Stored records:

******************************

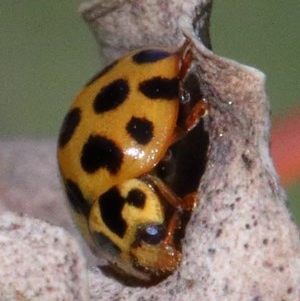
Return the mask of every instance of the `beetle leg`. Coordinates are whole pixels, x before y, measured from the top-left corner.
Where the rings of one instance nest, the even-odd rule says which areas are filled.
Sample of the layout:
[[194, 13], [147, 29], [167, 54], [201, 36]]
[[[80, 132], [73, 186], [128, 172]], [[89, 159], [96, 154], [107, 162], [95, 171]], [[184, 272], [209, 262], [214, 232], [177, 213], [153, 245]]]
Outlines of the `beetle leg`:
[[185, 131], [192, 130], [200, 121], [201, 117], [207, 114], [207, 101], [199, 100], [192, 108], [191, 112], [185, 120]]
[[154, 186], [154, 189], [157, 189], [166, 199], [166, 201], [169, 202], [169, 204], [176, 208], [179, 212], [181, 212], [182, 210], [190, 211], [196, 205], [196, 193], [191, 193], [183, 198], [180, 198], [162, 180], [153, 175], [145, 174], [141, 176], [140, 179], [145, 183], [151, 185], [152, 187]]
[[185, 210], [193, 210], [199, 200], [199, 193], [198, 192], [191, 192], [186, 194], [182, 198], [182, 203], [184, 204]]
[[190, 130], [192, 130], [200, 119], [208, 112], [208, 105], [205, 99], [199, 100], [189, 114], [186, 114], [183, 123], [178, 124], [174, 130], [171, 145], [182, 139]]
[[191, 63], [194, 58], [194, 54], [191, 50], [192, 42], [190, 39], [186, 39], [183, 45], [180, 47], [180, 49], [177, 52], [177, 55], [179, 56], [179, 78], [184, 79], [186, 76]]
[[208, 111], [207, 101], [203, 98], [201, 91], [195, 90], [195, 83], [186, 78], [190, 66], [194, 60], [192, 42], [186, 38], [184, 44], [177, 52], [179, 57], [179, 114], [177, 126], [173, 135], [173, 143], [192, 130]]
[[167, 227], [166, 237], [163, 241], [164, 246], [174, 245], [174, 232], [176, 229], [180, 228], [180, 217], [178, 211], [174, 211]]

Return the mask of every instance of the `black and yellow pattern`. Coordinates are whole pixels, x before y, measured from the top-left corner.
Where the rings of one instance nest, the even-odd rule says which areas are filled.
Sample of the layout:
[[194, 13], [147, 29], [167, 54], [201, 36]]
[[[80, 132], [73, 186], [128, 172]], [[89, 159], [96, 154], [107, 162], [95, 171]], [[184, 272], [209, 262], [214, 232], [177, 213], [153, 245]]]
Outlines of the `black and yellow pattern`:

******************************

### Brief
Only the wording of the records is wanted: copy it all exactly and omit the pictures.

### Solution to the exercise
Return the mask of every instance of the `beetle leg`. Coordinates are whole pixels, x before y, measured from the top-left corner.
Where the rings of one instance nest, the even-odd rule says which areas are filled.
Sample of the layout:
[[194, 13], [147, 29], [167, 54], [201, 36]]
[[[80, 132], [73, 186], [128, 172]], [[89, 159], [96, 154], [107, 162], [95, 171]], [[184, 272], [209, 262], [214, 232], [177, 213], [153, 245]]]
Outlines of the `beetle leg`:
[[185, 131], [192, 130], [200, 121], [201, 117], [207, 114], [207, 101], [199, 100], [192, 108], [191, 112], [185, 120]]
[[154, 186], [154, 189], [157, 189], [166, 199], [166, 201], [169, 202], [169, 204], [176, 208], [179, 212], [181, 212], [182, 210], [190, 211], [196, 205], [196, 193], [191, 193], [183, 198], [180, 198], [162, 180], [153, 175], [145, 174], [141, 176], [140, 179], [145, 183], [151, 185], [152, 187]]
[[185, 210], [193, 210], [199, 200], [199, 193], [198, 192], [191, 192], [186, 194], [182, 198], [182, 203], [184, 204]]
[[190, 130], [192, 130], [200, 119], [208, 112], [208, 105], [205, 99], [199, 100], [189, 114], [186, 114], [183, 123], [178, 124], [174, 130], [171, 145], [182, 139]]
[[191, 63], [194, 58], [194, 54], [191, 50], [192, 42], [190, 39], [186, 39], [183, 45], [180, 47], [180, 49], [177, 52], [177, 55], [179, 56], [179, 78], [184, 79], [186, 76]]
[[208, 111], [207, 101], [203, 98], [201, 91], [195, 90], [195, 83], [186, 78], [190, 66], [194, 60], [192, 42], [186, 38], [184, 44], [177, 52], [179, 57], [179, 114], [177, 126], [173, 135], [173, 143], [192, 130]]
[[167, 227], [166, 237], [163, 241], [164, 246], [174, 245], [174, 232], [176, 229], [180, 228], [180, 217], [178, 211], [174, 211]]

Return the mask of every instance of the `black and yellow pattern`. Coordinates are whole pixels, x before y, measured from the top-left corner.
Where the rings of one instance nest, the even-odd rule says which areas are filled.
Sample of the layout:
[[194, 13], [147, 29], [167, 54], [201, 36]]
[[[80, 132], [73, 186], [128, 172]], [[89, 159], [96, 154], [107, 162], [95, 171]], [[184, 272], [209, 262], [214, 232], [177, 213], [153, 245]]]
Outlines of the `black and yellow pattern`:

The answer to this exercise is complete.